━━ Records shown
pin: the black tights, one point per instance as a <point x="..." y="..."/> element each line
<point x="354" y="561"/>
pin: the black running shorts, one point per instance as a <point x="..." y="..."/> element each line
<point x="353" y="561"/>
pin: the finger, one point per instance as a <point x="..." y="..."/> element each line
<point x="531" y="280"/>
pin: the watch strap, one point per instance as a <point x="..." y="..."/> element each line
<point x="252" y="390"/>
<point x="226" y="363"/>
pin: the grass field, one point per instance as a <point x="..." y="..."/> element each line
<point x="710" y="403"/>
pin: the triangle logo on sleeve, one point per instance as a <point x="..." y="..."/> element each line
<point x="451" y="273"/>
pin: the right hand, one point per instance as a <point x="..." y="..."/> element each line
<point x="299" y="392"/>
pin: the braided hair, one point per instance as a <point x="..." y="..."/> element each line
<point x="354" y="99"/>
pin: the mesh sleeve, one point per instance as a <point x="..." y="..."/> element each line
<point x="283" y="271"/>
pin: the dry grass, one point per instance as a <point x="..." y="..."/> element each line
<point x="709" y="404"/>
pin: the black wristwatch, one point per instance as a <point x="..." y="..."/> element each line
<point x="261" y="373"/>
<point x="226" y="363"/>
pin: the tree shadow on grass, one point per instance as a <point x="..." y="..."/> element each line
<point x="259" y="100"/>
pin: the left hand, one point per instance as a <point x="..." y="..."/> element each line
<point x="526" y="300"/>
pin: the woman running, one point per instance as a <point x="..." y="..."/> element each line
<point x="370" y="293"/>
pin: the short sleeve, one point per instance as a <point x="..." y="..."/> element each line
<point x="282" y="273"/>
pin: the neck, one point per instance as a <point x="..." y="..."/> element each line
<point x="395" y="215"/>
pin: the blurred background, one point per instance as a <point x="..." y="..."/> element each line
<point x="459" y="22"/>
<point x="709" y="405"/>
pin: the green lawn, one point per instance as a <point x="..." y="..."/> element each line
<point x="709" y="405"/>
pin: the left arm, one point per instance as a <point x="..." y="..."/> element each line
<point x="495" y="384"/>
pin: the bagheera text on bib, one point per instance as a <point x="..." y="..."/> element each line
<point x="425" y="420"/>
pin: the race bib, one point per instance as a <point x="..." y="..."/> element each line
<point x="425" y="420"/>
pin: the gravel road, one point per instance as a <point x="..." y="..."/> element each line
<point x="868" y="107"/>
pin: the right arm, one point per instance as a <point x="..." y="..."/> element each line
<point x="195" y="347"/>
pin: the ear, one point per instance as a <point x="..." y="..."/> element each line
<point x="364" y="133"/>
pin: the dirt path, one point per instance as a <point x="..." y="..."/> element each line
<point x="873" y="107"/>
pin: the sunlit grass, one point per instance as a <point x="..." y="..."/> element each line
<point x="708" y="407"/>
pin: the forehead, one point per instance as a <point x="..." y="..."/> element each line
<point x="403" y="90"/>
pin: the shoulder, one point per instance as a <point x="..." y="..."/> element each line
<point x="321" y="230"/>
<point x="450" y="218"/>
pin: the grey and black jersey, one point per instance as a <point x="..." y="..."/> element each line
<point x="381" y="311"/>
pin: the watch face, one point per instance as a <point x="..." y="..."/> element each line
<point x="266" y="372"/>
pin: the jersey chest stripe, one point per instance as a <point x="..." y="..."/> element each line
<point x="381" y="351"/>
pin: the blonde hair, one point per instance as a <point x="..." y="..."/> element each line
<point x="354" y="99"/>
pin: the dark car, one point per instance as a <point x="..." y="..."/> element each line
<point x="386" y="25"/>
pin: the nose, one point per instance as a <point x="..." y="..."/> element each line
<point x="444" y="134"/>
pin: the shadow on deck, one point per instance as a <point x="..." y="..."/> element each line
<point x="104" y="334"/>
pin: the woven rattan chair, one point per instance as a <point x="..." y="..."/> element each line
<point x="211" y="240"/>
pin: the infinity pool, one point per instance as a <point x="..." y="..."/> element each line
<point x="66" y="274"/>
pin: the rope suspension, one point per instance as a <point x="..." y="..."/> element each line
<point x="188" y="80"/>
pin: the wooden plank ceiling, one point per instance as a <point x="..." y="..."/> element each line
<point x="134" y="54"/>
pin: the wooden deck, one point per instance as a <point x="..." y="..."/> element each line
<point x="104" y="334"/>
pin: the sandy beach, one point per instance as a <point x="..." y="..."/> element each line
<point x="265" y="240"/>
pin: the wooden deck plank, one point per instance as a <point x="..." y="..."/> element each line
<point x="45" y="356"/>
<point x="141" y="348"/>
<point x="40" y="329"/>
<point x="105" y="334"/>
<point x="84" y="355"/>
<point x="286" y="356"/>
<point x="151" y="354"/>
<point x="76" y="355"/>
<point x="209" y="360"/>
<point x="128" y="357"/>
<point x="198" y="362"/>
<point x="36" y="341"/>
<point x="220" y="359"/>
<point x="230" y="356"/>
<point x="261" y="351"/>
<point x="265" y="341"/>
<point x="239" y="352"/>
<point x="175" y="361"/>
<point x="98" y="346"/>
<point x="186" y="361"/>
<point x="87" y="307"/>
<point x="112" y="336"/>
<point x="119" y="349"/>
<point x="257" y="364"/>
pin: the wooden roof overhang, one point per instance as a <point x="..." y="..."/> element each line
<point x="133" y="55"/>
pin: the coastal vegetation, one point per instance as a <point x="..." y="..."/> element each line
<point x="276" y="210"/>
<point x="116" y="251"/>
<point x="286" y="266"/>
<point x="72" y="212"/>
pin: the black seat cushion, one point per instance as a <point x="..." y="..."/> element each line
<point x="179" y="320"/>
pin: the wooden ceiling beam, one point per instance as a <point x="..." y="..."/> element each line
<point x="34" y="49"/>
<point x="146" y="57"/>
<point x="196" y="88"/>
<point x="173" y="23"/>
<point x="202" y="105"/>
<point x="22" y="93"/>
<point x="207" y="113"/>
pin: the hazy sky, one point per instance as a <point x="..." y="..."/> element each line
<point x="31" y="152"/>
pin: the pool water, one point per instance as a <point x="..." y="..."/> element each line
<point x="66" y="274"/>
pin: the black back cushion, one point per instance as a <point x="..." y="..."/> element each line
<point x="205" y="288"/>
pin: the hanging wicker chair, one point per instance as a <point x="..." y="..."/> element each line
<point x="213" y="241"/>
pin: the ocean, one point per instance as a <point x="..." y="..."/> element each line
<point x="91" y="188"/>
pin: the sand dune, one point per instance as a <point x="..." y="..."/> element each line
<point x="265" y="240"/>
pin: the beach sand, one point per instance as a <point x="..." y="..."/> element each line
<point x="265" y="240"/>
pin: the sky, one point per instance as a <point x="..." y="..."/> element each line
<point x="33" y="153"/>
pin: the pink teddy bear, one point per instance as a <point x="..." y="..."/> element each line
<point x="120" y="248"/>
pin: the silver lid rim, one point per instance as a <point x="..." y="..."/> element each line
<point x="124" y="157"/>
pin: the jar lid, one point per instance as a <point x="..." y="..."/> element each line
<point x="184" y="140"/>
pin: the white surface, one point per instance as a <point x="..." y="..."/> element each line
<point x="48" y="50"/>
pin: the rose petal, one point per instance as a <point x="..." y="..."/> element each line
━━━━
=== Task requirements ===
For this exercise, please retype exactly the lines in the listing from the line with "pin: the wooden ceiling" through its last line, both ends included.

=== Task answer ===
pin: the wooden ceiling beam, one point per instance as a <point x="..." y="..."/> element each line
<point x="34" y="49"/>
<point x="146" y="57"/>
<point x="196" y="88"/>
<point x="173" y="23"/>
<point x="202" y="105"/>
<point x="22" y="93"/>
<point x="207" y="113"/>
pin: the hazy sky, one point per instance as a <point x="..." y="..."/> element each line
<point x="31" y="152"/>
pin: the pool water, one point per instance as a <point x="..." y="..."/> element each line
<point x="66" y="274"/>
pin: the black back cushion, one point per instance as a <point x="..." y="..."/> element each line
<point x="205" y="288"/>
pin: the hanging wicker chair, one point per instance as a <point x="..." y="..."/> element each line
<point x="213" y="241"/>
pin: the ocean, one point per instance as a <point x="..." y="..."/> element each line
<point x="91" y="188"/>
pin: the sand dune, one point per instance as a <point x="..." y="..."/> element each line
<point x="265" y="240"/>
pin: the beach sand, one point per instance as a <point x="..." y="..."/> element each line
<point x="265" y="240"/>
pin: the sky, one point per instance as a <point x="..." y="..."/> element each line
<point x="33" y="153"/>
pin: the pink teddy bear, one point per instance as a <point x="..." y="..."/> element each line
<point x="120" y="248"/>
pin: the silver lid rim, one point per instance as a <point x="..." y="..."/> element each line
<point x="124" y="157"/>
pin: the jar lid, one point per instance as a <point x="..." y="..."/> element each line
<point x="184" y="140"/>
pin: the white surface, one point per instance as a <point x="..." y="..."/> element each line
<point x="48" y="50"/>
pin: the rose petal, one point per instance as a <point x="..." y="..."/> element each line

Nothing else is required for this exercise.